> _Directions_
Reproduce each of the following items line for line, without any change, and omit the pictures from your output.

> _Available records_
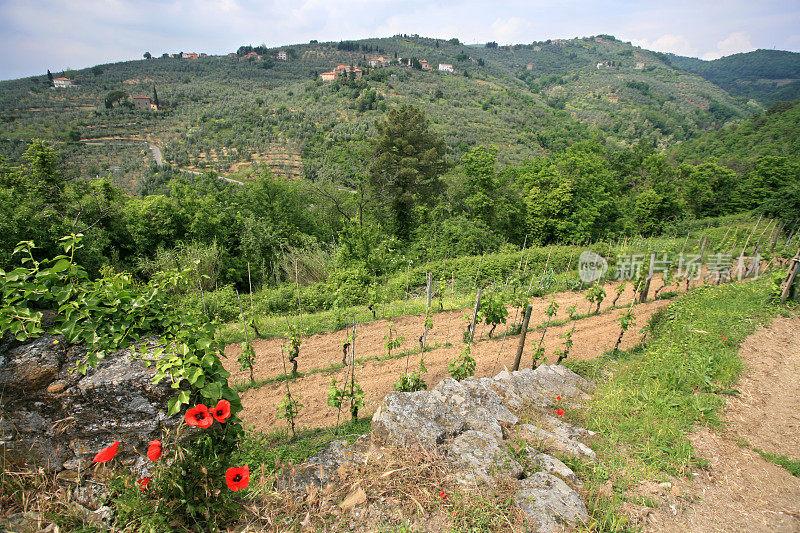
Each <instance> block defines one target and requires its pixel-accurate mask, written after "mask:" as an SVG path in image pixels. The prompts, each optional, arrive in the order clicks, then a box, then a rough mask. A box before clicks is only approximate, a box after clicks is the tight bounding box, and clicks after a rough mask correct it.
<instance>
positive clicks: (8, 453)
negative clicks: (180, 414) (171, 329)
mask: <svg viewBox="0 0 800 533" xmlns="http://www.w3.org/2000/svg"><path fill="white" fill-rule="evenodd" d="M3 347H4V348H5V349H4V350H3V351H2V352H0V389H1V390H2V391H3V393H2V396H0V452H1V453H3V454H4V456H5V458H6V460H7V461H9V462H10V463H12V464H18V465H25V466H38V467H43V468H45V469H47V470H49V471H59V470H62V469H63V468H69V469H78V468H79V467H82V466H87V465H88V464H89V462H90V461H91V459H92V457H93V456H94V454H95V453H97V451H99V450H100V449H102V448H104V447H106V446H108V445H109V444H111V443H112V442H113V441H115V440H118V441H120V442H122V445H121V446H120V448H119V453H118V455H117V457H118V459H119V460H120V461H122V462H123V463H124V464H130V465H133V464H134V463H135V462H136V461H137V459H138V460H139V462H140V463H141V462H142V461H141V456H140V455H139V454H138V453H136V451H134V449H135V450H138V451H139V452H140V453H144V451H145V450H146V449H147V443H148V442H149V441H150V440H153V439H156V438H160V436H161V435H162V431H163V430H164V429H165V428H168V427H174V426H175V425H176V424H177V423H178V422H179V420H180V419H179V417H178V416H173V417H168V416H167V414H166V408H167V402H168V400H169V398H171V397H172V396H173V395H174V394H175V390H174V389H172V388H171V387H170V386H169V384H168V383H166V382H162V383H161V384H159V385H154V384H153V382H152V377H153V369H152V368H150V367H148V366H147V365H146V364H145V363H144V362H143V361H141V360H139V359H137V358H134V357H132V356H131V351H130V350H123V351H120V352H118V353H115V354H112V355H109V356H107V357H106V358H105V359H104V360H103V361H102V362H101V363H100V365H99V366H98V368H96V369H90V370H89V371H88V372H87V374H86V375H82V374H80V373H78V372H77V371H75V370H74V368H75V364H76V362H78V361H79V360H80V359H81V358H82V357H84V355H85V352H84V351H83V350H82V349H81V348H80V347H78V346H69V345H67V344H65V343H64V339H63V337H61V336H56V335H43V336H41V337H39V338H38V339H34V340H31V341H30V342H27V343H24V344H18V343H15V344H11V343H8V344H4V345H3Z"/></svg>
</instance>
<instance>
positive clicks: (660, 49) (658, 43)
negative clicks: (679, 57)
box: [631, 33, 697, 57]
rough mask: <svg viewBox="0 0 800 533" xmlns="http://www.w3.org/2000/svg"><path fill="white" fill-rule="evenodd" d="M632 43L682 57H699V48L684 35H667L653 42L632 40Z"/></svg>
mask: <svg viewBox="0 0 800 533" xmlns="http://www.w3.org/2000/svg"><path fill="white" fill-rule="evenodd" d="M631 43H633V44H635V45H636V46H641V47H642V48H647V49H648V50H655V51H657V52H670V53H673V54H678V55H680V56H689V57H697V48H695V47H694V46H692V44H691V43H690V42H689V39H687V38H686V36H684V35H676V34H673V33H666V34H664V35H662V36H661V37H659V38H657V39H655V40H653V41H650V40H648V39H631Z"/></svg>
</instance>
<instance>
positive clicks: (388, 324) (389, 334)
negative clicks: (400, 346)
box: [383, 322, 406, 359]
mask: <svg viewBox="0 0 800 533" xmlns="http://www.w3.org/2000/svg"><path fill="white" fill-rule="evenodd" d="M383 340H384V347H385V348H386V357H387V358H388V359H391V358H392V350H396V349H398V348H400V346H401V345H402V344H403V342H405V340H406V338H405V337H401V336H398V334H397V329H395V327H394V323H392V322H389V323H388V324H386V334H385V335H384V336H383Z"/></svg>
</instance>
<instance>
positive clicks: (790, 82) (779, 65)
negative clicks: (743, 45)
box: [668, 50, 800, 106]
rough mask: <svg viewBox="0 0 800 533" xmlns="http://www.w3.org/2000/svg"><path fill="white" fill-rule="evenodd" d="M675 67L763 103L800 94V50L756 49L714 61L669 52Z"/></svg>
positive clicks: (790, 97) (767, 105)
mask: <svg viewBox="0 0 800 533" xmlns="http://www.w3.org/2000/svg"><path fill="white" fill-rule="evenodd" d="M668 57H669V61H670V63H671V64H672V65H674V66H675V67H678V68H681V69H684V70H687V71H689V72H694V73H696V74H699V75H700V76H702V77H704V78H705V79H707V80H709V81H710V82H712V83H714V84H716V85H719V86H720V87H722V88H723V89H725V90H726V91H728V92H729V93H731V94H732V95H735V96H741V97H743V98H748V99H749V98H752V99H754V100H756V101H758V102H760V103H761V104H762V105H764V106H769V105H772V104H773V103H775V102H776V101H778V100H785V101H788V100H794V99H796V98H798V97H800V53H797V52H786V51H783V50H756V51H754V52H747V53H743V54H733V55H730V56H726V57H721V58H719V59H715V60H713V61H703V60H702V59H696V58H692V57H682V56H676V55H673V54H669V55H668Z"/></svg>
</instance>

> _Task result_
Each <instance> block defines one target and requires its pixel-accurate mask, written after "mask:" as an SVG path in image pixels. The prompts, each optional, arrive in the order clicks, then a box, then a rough mask. A box before clicks is only approximate, a box after clicks is the tight bounding box, and clicks after a rough mask correct it.
<instance>
positive clicks: (8, 453)
negative clicks: (180, 414) (171, 329)
mask: <svg viewBox="0 0 800 533" xmlns="http://www.w3.org/2000/svg"><path fill="white" fill-rule="evenodd" d="M3 347H4V348H5V349H4V350H3V351H2V352H0V389H1V390H2V391H3V393H2V396H0V452H1V453H3V454H4V456H5V458H6V460H7V461H9V462H10V463H12V464H18V465H25V466H38V467H43V468H45V469H47V470H49V471H59V470H62V469H63V468H69V469H78V468H79V467H82V466H87V465H88V464H89V462H90V461H91V459H92V457H93V456H94V454H95V453H97V451H99V450H100V449H102V448H104V447H106V446H108V445H109V444H111V443H112V442H113V441H115V440H118V441H120V442H122V445H121V446H120V448H119V453H118V455H117V457H118V459H119V460H120V461H122V462H123V463H124V464H130V465H133V464H134V463H135V462H136V461H137V459H138V460H139V462H140V463H141V462H142V461H141V456H140V455H139V454H138V453H136V451H134V449H135V450H138V451H139V452H140V453H144V451H145V450H146V449H147V443H148V442H149V441H150V440H153V439H156V438H160V436H161V435H162V431H163V430H164V429H165V428H168V427H174V426H175V425H176V424H177V423H178V422H179V420H180V419H179V417H178V416H173V417H168V416H167V414H166V408H167V402H168V400H169V398H171V397H172V396H173V395H174V394H175V390H174V389H172V388H171V387H170V386H169V384H168V383H166V382H162V383H161V384H159V385H154V384H153V382H152V377H153V369H152V368H150V367H148V366H147V365H146V364H145V363H144V362H143V361H141V360H139V359H137V358H134V357H132V356H131V351H130V350H123V351H120V352H118V353H115V354H112V355H109V356H107V357H106V358H105V359H104V360H103V361H102V362H101V363H100V365H99V366H98V368H96V369H90V370H89V371H88V372H87V374H86V375H82V374H80V373H78V372H77V371H75V370H74V368H75V364H76V362H78V361H79V360H80V359H81V358H82V357H84V355H85V352H84V351H83V350H82V349H81V348H80V347H78V346H69V345H67V344H65V343H64V339H63V337H61V336H56V335H43V336H41V337H39V338H38V339H34V340H31V341H30V342H27V343H24V344H18V343H15V344H11V343H8V344H4V345H3Z"/></svg>
</instance>
<instance>
positive clicks: (660, 49) (658, 43)
negative clicks: (679, 57)
box: [631, 33, 697, 57]
rough mask: <svg viewBox="0 0 800 533" xmlns="http://www.w3.org/2000/svg"><path fill="white" fill-rule="evenodd" d="M632 43L682 57H699V48L684 35H667L653 42L632 40Z"/></svg>
mask: <svg viewBox="0 0 800 533" xmlns="http://www.w3.org/2000/svg"><path fill="white" fill-rule="evenodd" d="M631 43H633V44H635V45H636V46H641V47H642V48H647V49H648V50H655V51H657V52H670V53H673V54H678V55H680V56H689V57H697V48H695V47H694V46H692V44H691V43H690V42H689V39H687V38H686V36H684V35H676V34H673V33H666V34H664V35H662V36H661V37H659V38H657V39H655V40H653V41H650V40H648V39H631Z"/></svg>
</instance>
<instance>
positive clicks: (388, 324) (389, 334)
negative clicks: (400, 346)
box: [383, 322, 406, 359]
mask: <svg viewBox="0 0 800 533" xmlns="http://www.w3.org/2000/svg"><path fill="white" fill-rule="evenodd" d="M383 340H384V347H385V348H386V357H387V358H388V359H391V358H392V350H396V349H398V348H400V346H401V345H402V344H403V342H405V340H406V338H405V337H401V336H398V334H397V329H395V327H394V323H392V322H389V323H388V324H386V334H385V335H384V336H383Z"/></svg>
</instance>
<instance>
positive clicks: (790, 82) (779, 65)
negative clicks: (743, 45)
box: [668, 50, 800, 106]
rough mask: <svg viewBox="0 0 800 533" xmlns="http://www.w3.org/2000/svg"><path fill="white" fill-rule="evenodd" d="M675 67L763 103L800 94V50L756 49L714 61L669 52Z"/></svg>
positive clicks: (790, 97) (767, 105)
mask: <svg viewBox="0 0 800 533" xmlns="http://www.w3.org/2000/svg"><path fill="white" fill-rule="evenodd" d="M668 57H669V61H670V63H671V64H672V65H674V66H675V67H678V68H681V69H684V70H687V71H689V72H694V73H696V74H699V75H700V76H702V77H704V78H705V79H707V80H709V81H710V82H712V83H714V84H716V85H719V86H720V87H722V88H723V89H725V90H726V91H728V92H729V93H731V94H732V95H735V96H741V97H743V98H748V99H749V98H752V99H754V100H756V101H758V102H760V103H761V104H762V105H764V106H769V105H772V104H773V103H775V102H776V101H778V100H785V101H788V100H794V99H796V98H798V97H800V53H797V52H786V51H783V50H756V51H754V52H747V53H743V54H733V55H730V56H726V57H721V58H719V59H715V60H713V61H703V60H702V59H696V58H692V57H682V56H676V55H673V54H669V55H668Z"/></svg>
</instance>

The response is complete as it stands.